* [Task goal]: The required output consists solely of the lines from the line containing "Please drop a marker on the jagged" through the end of the records, copied exactly.

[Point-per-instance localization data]

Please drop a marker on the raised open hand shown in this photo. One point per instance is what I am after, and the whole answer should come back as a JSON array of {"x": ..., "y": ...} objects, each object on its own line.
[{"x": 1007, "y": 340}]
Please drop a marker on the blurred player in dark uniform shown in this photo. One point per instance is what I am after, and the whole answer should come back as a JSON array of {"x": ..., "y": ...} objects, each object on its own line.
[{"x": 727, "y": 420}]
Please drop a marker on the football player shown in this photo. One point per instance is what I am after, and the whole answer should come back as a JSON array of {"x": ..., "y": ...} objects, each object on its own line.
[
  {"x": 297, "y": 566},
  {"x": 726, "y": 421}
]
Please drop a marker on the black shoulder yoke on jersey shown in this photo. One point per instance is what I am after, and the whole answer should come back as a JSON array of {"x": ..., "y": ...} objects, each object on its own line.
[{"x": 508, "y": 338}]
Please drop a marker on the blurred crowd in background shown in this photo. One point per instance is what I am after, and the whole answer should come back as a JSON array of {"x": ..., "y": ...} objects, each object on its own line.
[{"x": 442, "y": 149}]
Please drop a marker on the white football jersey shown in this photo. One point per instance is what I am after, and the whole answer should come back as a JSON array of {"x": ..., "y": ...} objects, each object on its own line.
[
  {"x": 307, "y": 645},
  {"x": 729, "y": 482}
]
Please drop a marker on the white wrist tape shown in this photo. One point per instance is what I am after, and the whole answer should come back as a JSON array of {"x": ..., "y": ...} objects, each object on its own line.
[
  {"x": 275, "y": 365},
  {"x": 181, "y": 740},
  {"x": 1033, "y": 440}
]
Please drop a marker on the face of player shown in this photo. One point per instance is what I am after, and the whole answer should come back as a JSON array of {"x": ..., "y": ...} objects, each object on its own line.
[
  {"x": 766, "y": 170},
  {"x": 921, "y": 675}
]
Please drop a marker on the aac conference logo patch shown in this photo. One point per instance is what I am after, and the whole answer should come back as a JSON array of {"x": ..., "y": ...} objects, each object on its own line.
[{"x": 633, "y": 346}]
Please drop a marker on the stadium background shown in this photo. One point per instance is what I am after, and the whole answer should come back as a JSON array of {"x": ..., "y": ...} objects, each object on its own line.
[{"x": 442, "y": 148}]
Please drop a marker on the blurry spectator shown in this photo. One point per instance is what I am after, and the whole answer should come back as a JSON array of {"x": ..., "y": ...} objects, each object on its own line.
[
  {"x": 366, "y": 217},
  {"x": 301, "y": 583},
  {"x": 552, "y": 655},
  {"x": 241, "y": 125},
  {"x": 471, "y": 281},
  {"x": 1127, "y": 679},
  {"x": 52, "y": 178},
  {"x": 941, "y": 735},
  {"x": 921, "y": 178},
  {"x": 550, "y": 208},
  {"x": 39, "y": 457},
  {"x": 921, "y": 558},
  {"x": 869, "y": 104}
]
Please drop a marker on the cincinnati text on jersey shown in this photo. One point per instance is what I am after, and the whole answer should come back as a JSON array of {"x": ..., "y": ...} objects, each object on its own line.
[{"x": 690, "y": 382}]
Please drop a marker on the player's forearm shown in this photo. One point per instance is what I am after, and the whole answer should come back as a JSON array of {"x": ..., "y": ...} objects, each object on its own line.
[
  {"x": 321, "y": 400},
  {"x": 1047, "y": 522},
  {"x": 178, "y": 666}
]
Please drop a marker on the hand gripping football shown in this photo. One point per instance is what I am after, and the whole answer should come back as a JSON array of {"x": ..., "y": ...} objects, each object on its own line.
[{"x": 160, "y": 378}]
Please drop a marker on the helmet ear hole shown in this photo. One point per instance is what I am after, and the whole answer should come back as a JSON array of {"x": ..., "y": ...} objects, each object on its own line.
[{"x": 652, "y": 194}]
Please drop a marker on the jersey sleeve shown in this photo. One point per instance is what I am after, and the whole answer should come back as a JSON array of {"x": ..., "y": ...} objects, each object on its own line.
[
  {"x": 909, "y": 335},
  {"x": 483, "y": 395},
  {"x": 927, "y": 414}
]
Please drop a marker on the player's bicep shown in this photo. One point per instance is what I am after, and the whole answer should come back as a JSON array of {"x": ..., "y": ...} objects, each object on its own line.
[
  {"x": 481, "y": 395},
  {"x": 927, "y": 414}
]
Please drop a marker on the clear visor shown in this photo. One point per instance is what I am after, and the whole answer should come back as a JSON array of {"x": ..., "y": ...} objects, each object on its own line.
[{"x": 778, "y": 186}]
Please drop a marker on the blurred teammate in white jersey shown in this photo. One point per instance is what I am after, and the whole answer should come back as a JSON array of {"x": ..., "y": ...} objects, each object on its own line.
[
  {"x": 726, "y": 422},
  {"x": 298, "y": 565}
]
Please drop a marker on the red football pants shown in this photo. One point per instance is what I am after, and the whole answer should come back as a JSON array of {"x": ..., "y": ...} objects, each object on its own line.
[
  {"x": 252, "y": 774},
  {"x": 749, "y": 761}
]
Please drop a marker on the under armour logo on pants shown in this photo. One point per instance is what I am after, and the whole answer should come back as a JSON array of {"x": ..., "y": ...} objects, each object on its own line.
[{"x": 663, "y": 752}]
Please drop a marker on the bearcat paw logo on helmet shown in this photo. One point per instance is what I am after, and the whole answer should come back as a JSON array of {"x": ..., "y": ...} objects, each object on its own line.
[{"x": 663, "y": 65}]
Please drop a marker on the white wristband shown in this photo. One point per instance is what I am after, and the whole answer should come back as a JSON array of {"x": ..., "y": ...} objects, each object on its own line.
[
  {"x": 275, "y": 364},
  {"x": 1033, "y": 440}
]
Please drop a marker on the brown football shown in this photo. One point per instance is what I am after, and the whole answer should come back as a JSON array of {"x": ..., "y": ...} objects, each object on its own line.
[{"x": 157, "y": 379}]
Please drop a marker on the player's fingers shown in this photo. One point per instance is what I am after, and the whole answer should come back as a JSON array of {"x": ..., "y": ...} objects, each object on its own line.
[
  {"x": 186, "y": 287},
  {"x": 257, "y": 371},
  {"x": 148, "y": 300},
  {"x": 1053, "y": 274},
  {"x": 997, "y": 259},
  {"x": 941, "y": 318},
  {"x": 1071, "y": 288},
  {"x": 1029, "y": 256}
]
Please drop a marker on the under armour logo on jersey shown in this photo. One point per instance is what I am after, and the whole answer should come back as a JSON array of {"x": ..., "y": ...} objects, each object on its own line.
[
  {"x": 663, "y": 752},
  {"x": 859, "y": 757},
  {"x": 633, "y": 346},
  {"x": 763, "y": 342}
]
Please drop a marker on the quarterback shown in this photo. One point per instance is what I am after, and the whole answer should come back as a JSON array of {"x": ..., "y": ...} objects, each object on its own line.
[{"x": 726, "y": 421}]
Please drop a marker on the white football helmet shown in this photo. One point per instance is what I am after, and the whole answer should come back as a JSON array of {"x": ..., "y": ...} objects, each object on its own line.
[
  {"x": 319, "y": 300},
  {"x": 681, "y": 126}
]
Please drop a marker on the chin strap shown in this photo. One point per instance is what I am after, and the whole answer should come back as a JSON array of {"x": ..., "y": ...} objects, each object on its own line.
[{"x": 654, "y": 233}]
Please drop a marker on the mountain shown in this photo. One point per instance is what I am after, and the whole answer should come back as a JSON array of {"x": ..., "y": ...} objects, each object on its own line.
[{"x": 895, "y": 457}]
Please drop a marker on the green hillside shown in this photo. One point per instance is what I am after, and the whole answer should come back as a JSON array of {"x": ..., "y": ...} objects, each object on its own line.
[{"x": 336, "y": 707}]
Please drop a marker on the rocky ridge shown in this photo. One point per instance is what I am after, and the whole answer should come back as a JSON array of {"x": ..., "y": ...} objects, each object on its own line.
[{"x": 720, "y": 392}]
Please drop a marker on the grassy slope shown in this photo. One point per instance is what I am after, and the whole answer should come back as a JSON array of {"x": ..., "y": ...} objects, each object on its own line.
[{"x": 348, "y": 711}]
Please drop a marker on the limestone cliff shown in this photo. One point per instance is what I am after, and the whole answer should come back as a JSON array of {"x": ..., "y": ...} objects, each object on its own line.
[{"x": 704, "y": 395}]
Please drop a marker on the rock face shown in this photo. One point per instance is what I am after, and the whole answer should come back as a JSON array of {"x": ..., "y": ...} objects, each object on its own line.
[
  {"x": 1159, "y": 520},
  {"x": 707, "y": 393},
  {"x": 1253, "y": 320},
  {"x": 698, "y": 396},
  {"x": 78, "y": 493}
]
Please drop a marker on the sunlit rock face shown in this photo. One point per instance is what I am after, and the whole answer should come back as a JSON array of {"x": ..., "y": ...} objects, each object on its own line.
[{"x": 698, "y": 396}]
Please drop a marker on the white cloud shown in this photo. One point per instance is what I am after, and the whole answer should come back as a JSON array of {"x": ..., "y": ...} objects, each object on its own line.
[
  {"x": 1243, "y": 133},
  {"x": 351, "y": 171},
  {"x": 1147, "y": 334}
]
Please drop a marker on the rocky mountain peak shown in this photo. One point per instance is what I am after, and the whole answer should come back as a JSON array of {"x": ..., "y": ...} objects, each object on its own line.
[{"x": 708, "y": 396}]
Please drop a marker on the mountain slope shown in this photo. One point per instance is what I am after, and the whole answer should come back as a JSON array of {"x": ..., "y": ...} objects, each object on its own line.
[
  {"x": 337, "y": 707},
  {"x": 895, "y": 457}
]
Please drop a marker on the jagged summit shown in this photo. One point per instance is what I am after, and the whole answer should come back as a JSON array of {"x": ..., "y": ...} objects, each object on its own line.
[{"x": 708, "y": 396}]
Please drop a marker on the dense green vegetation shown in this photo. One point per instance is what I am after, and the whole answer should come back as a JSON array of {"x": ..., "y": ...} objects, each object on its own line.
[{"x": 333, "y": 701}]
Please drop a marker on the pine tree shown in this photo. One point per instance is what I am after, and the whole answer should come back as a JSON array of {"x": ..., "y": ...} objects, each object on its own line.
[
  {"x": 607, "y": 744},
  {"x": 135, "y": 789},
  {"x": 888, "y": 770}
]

* [Response to the exercise]:
Please drop a marker on the jagged summit shown in this photo. One point per instance is what I am after, and the whole answer should come back as a JSON array of {"x": ..., "y": ...} objects, each object on its own line.
[{"x": 708, "y": 396}]
Please drop a marker on the dense green vegetation shown in this photo. One point per instance is what I am after, and the whole answer should come back as a JSON array of {"x": ..., "y": ...} objects, each object on its own line.
[{"x": 333, "y": 701}]
Please drop a marker on the pine tree shown in this photo. One point per instance is what I am after, and the whole answer should come back as a JSON array of {"x": ..., "y": ...} objects, each object on its own line.
[
  {"x": 607, "y": 744},
  {"x": 135, "y": 789},
  {"x": 888, "y": 770}
]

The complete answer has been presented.